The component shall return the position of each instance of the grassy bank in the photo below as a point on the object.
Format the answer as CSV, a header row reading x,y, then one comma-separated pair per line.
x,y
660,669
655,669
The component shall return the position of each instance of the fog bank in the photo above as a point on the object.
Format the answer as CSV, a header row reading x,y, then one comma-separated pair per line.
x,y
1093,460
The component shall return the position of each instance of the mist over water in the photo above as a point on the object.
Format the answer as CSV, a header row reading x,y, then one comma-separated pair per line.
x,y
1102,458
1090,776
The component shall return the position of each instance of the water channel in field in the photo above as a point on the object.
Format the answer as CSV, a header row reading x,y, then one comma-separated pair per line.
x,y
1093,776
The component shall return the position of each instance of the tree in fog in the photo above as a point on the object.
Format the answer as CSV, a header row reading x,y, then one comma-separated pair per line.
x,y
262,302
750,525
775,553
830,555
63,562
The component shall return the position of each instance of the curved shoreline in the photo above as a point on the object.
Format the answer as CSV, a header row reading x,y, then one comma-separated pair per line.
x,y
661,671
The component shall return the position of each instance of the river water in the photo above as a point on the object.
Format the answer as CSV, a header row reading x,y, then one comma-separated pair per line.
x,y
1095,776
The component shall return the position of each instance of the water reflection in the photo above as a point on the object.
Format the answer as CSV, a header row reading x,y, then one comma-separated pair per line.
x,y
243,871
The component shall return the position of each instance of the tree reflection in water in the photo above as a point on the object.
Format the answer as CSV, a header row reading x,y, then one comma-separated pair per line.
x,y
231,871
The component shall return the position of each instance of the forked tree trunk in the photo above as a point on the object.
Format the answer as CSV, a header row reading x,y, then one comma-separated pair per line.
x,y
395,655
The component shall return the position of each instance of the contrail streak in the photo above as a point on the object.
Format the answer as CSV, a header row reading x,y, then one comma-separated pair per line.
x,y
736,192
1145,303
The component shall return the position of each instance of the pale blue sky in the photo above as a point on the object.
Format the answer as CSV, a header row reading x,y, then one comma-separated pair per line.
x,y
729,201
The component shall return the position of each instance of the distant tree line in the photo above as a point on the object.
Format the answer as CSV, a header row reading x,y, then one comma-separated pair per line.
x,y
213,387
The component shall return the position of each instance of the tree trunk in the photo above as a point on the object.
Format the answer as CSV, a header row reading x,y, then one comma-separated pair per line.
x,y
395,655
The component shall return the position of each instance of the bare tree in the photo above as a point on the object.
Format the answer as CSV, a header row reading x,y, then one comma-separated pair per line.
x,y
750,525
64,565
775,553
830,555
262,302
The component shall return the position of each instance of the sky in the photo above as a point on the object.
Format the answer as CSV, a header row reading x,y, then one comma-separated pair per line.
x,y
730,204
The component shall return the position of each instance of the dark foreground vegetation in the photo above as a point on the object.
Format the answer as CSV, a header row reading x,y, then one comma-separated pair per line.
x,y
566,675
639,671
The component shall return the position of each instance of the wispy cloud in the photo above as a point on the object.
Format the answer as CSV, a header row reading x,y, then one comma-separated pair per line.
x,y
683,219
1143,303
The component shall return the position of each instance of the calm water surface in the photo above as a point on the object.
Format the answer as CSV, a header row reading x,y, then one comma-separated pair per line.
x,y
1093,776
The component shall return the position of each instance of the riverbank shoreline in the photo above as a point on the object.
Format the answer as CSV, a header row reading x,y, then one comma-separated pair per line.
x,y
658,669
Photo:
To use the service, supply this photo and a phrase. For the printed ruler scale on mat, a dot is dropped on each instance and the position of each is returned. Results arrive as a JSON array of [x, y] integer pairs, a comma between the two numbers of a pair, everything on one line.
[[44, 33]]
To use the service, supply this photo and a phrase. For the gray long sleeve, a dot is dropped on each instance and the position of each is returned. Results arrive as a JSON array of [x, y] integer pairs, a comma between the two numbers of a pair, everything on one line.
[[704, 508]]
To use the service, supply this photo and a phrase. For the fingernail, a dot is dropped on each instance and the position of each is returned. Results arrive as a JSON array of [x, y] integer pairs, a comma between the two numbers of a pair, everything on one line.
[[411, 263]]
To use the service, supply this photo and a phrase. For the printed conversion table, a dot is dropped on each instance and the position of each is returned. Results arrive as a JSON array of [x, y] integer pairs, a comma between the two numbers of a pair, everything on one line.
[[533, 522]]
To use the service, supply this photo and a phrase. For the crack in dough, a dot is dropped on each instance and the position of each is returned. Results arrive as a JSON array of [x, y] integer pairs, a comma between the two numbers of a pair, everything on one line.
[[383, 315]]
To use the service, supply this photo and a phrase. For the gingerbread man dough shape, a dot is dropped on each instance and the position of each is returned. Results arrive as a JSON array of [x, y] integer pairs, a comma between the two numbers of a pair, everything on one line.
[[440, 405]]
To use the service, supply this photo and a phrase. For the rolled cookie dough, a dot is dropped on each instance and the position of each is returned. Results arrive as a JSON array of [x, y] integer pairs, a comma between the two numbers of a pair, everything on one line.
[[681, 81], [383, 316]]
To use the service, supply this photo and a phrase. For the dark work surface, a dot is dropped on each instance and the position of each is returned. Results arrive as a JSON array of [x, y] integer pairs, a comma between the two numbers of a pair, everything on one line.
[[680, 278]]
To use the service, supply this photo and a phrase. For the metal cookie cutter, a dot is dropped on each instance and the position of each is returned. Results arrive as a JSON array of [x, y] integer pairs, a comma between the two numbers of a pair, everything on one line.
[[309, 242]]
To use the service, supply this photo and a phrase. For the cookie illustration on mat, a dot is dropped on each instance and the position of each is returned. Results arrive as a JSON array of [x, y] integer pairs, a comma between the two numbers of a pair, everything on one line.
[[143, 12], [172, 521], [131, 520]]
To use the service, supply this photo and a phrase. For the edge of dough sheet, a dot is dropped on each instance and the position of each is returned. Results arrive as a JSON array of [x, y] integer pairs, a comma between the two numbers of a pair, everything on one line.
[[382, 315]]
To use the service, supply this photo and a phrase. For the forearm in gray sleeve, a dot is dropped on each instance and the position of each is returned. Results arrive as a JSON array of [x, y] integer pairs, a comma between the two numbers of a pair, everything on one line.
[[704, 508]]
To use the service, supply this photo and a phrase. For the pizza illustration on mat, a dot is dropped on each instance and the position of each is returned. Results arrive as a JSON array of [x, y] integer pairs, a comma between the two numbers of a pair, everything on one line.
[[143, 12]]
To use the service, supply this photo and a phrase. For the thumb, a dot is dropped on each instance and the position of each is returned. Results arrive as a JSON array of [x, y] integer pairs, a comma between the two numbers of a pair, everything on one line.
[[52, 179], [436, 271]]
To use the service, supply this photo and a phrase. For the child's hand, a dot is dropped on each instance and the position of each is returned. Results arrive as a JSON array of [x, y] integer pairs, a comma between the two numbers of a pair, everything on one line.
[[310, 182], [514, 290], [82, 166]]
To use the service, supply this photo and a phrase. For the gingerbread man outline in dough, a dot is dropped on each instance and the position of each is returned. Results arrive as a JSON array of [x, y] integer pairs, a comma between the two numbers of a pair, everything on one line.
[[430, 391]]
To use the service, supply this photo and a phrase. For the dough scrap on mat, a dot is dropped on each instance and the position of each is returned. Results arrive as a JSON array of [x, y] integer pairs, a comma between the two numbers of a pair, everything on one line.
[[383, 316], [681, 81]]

# Your goal
Rescale the part of the listing that opens with the line containing "For the forearm" and closes with the line containing "[[143, 12]]". Give only those lines, requests included, with every coordinate in the answers multiplied by 0.95 and rounded to a whole number (halves round up), and the requests left as they are.

# Solution below
To use the service, supply this photo and a phrase. For the forearm in gray sleeve, a dot is dropped on each instance and the position of each is returned. Results arrive as a JSON array of [x, y] integer pairs, a comma between the two numbers of a pair, everything on one line.
[[669, 483]]
To use the service, supply this photo and a phrase. For the pizza illustration on mat, a dot is dropped on each instance and the position of each is returned. Results arrive as a JSON array of [x, y] integer pairs, a comma between the two numbers of a pair, everything on one line.
[[136, 11]]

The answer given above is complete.